**Task goal**
Output the material below unchanged, apart from leaving out the pictures.

= = = =

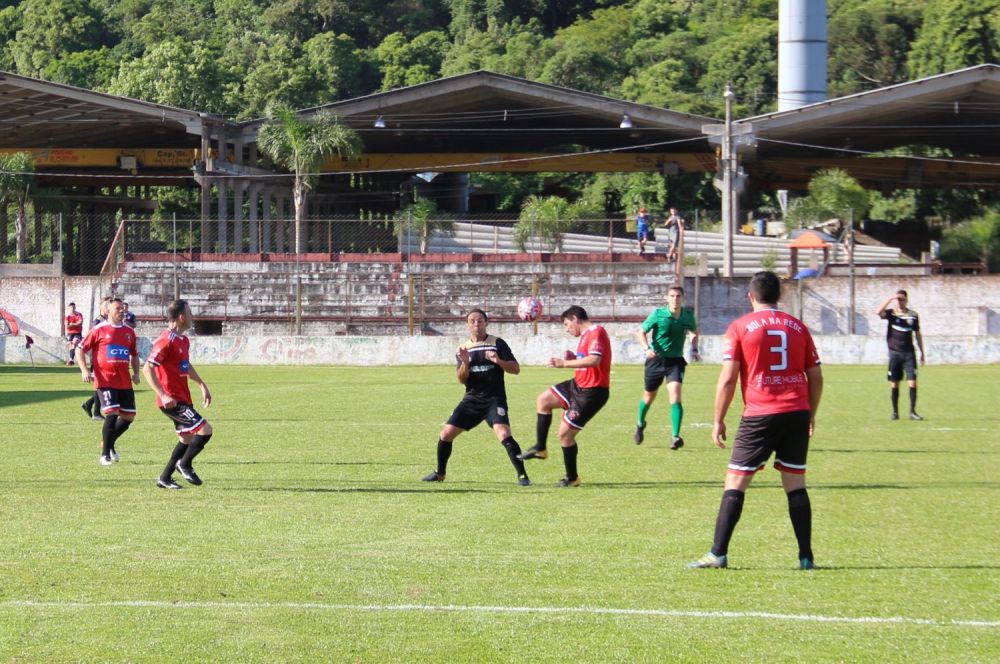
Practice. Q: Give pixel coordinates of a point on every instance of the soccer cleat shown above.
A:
(533, 453)
(188, 474)
(710, 561)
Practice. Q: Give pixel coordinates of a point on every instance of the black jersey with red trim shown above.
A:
(486, 378)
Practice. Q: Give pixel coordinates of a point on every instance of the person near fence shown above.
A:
(667, 329)
(774, 358)
(642, 222)
(92, 405)
(581, 397)
(112, 347)
(903, 326)
(673, 227)
(482, 362)
(74, 331)
(168, 369)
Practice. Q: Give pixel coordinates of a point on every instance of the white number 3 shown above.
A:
(781, 349)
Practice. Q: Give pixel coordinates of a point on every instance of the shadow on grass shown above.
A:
(28, 371)
(962, 451)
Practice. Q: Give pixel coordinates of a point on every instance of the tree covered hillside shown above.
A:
(233, 57)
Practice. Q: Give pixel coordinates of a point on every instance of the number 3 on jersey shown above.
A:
(781, 350)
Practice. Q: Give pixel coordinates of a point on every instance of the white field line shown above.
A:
(458, 608)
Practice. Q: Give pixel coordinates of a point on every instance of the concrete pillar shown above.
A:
(238, 194)
(222, 186)
(206, 185)
(267, 195)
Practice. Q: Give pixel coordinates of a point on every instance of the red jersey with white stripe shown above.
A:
(74, 323)
(112, 348)
(774, 350)
(594, 341)
(170, 356)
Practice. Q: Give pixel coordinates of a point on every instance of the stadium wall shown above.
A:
(960, 318)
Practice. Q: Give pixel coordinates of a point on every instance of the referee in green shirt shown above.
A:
(662, 337)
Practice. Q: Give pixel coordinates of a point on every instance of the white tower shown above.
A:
(801, 53)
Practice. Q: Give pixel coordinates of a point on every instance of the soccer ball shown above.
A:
(529, 309)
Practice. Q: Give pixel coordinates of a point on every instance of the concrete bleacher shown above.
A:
(748, 250)
(363, 294)
(476, 266)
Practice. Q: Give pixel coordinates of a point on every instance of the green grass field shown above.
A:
(313, 539)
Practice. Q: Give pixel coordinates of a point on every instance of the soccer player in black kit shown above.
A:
(482, 362)
(904, 325)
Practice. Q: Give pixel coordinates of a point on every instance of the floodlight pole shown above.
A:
(850, 272)
(728, 195)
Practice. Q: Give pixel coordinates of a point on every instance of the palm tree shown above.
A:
(302, 145)
(16, 180)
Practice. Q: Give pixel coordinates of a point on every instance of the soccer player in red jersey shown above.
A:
(167, 370)
(774, 357)
(581, 397)
(113, 351)
(74, 331)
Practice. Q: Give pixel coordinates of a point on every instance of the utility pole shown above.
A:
(727, 188)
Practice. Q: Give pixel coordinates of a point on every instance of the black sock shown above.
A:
(569, 459)
(513, 449)
(542, 430)
(108, 435)
(800, 512)
(175, 456)
(729, 515)
(194, 449)
(444, 453)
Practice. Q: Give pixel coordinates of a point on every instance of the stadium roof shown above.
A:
(487, 112)
(35, 113)
(956, 114)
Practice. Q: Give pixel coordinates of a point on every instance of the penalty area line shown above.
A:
(459, 608)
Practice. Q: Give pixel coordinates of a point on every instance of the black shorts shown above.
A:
(186, 419)
(114, 401)
(784, 434)
(472, 410)
(900, 363)
(581, 403)
(660, 369)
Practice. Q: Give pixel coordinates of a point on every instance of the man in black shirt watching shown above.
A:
(482, 362)
(904, 325)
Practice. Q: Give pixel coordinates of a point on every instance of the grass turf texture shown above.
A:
(314, 540)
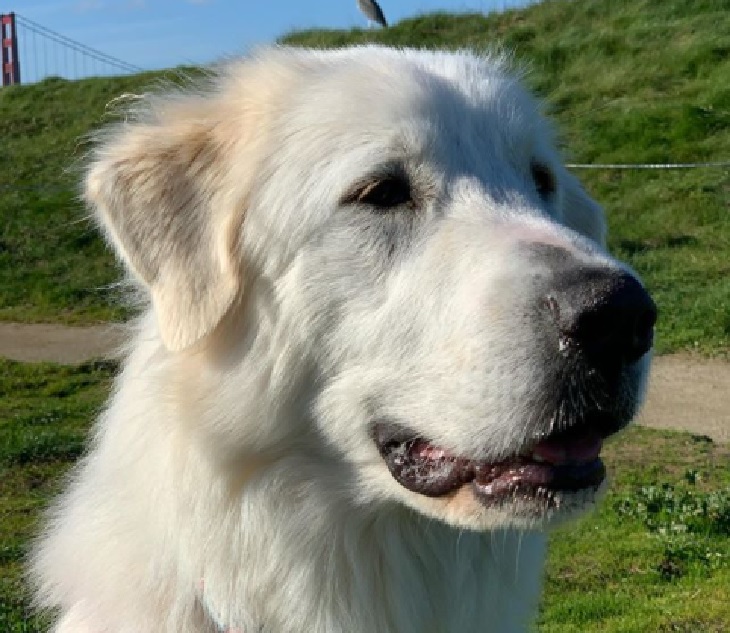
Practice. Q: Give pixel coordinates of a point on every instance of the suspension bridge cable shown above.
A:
(78, 47)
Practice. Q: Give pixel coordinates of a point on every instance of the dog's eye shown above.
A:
(544, 179)
(385, 193)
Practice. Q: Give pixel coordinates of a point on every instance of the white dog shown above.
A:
(383, 347)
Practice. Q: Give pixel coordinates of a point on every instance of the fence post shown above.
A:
(9, 45)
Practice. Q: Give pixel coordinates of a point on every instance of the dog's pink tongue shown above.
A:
(561, 450)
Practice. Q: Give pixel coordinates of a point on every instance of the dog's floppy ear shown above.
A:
(160, 191)
(580, 212)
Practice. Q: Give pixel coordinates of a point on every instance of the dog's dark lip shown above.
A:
(558, 462)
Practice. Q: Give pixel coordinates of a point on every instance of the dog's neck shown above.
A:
(325, 566)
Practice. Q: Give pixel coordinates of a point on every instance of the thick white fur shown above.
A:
(231, 483)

= = = =

**Solution to this problem**
Practice. Q: Give pixel coordinates of a point on every instance of the soccer cleat shown above.
A:
(533, 453)
(188, 474)
(710, 561)
Practice. Q: Give pixel coordinates of a point on every instance of the black jersey with red trim shown above.
A:
(486, 378)
Practice. Q: Give pixel coordinates of a point on every instance of the person near fence shown above.
A:
(667, 329)
(774, 358)
(642, 222)
(92, 405)
(581, 397)
(112, 347)
(903, 326)
(673, 227)
(482, 362)
(74, 331)
(168, 369)
Practice. Q: Give pixel coordinates of a point on every instance of the white number 3 shown above.
A:
(781, 349)
Practice. Q: Give pixel coordinates of a point on every instance of the shadow on grass shown above.
A:
(28, 371)
(962, 451)
Practice. Q: Give pixel coordinates of a point on every instance of the tree covered hillside shown above.
A:
(233, 57)
Practice. Q: Give pixel coordinates of a point on every instance of the number 3 on jersey shown above.
A:
(781, 350)
Practice. Q: Give pixel coordinates of a point on every instance of the white field line shown above.
A:
(458, 608)
Practice. Q: Give pixel coordinates of a point on every instance of the concrete pillar shown above.
A:
(238, 194)
(222, 186)
(206, 185)
(267, 195)
Practice. Q: Give pixel coordinates of a point on every instance of the red jersey with white stripe shown above.
A:
(74, 323)
(112, 348)
(774, 350)
(594, 341)
(170, 356)
Practice. Q: Give pixel coordinates of a point on every instance of the stadium wall shown above.
A:
(960, 318)
Practice. Q: Give pixel coordinates of a point on every instance of the referee in green shirt shown above.
A:
(662, 337)
Practice. Q: Give pixel coordinates of a point on every instance of the white tower shown above.
A:
(801, 53)
Practice. Q: Give pixel coordinates of a point on every instance of the soccer ball shown above.
A:
(529, 309)
Practice. Q: Give pixel coordinates of a point on every instance of the concrete bleacher shown above.
A:
(748, 250)
(363, 294)
(476, 266)
Practice. Q: Give pixel coordinates of a point on every instance of the green grass field shown above.
A:
(313, 539)
Practice. Q: Give pixel coordinates of a point on every instance of the soccer player in black kit shown above.
A:
(482, 362)
(904, 325)
Practice. Q: Give pixel coordinates of a point on every instance of the floodlight pole shown above.
A:
(850, 272)
(728, 195)
Practice. Q: Give pixel coordinates of a point on every instance of the palm tree shown above.
A:
(302, 145)
(16, 180)
Practice. Q: Give pixel coordinates of a point on every instance of the soccer player in red jersey shown above.
A:
(167, 370)
(774, 357)
(581, 397)
(113, 351)
(74, 331)
Practice. Q: Give pixel coordinates of a point on every instance of the utility pole shown above.
A:
(727, 188)
Practice. Q: Give pixel coordinates of a point on every instance of the black sock shown above.
A:
(569, 459)
(513, 449)
(542, 430)
(108, 435)
(800, 512)
(175, 456)
(729, 515)
(194, 449)
(444, 453)
Practice. Q: Give pixel coordinates of a point on every instance of the stadium roof shown above.
A:
(487, 112)
(35, 113)
(956, 114)
Practice. Q: Give pixel coordinates of a point on every instance of the penalty area line shown above.
A:
(459, 608)
Practice. Q: Give pixel coordinates of a point on every instance of the black shorts shown above.
A:
(186, 419)
(114, 401)
(784, 434)
(472, 410)
(900, 363)
(581, 403)
(660, 369)
Practice. Q: Give pixel coordinates of a point on every instance of the man in black shirt watching shown above.
A:
(482, 362)
(904, 325)
Practice. Q: Give pixel coordinates of a point on every instance of the grass turf texture shown above.
A:
(314, 540)
Practice. Q: Give pixel coordinates of a point on every instance of the suspension bridge cable shown above.
A:
(78, 47)
Practice. Q: Give pixel coordinates of a point on every instance of the dog's eye shown above.
A:
(544, 179)
(385, 193)
Practice. Q: Give pixel coordinates of a point on every instance of the white dog shown above.
A:
(383, 347)
Practice. Q: Give pixel coordinates of a point on every instance of the fence post shown above.
A:
(9, 45)
Practice. Q: Give pixel coordinates of a point on every instance of the dog's pink tongue shown above.
A:
(561, 450)
Practice. Q: Give pixel coordinates of a point on every instance of the dog's floppy ear shown above.
A:
(160, 191)
(580, 212)
Practice. Q: Give pixel coordinates of a point on every instance of the dog's dark lip shown above.
A:
(558, 462)
Practice. Q: Give pixel coordinates of a point on every instance of the dog's neck shown above.
A:
(325, 566)
Practice. Q: Give pixel coordinates of a point on every instance of the thick white fur shown above.
A:
(231, 483)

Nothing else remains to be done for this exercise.